What the exercise asks:
Select every line of the records below that contains the word "positive", matching case exactly.
**** Information supplied ****
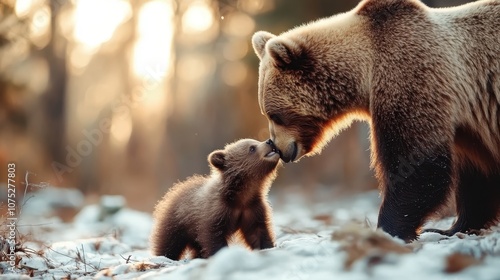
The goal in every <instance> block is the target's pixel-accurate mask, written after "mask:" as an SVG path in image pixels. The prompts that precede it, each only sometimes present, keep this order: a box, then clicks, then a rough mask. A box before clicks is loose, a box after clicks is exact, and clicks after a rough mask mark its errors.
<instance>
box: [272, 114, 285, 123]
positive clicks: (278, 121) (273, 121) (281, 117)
mask: <svg viewBox="0 0 500 280" xmlns="http://www.w3.org/2000/svg"><path fill="white" fill-rule="evenodd" d="M269 119H271V120H272V121H273V122H274V123H275V124H277V125H284V124H285V122H284V121H283V118H282V117H281V116H280V115H278V114H271V115H270V116H269Z"/></svg>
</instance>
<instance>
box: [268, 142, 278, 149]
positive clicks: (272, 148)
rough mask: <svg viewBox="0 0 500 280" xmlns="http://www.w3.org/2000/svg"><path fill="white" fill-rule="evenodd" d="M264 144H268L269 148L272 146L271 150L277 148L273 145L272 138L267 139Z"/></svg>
mask: <svg viewBox="0 0 500 280" xmlns="http://www.w3.org/2000/svg"><path fill="white" fill-rule="evenodd" d="M266 144H268V145H269V146H271V148H272V149H273V150H278V148H276V146H275V145H274V142H273V140H271V139H269V140H267V141H266Z"/></svg>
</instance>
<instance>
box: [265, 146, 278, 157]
mask: <svg viewBox="0 0 500 280" xmlns="http://www.w3.org/2000/svg"><path fill="white" fill-rule="evenodd" d="M276 154H279V153H278V150H277V149H276V148H272V150H271V151H270V152H269V153H267V154H266V155H265V157H272V156H274V155H276Z"/></svg>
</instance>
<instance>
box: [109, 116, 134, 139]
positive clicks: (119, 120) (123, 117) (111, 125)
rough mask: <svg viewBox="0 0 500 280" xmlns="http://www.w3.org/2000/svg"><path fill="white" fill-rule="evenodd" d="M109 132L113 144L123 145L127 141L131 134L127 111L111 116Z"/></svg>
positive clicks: (131, 131) (130, 119) (130, 127)
mask: <svg viewBox="0 0 500 280" xmlns="http://www.w3.org/2000/svg"><path fill="white" fill-rule="evenodd" d="M110 133H111V136H112V138H111V139H112V141H113V142H114V143H113V144H114V145H113V146H118V147H120V146H124V145H125V144H127V143H128V140H129V138H130V135H131V134H132V118H131V116H130V114H129V113H127V114H121V115H120V116H117V117H113V120H112V121H111V128H110Z"/></svg>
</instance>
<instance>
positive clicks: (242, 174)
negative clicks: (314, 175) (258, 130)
****
Your response:
positive clicks: (278, 121) (273, 121) (281, 117)
positive clicks: (272, 148)
positive clicks: (119, 120) (123, 117) (111, 125)
positive clicks: (131, 131) (130, 119) (130, 127)
positive clicks: (242, 174)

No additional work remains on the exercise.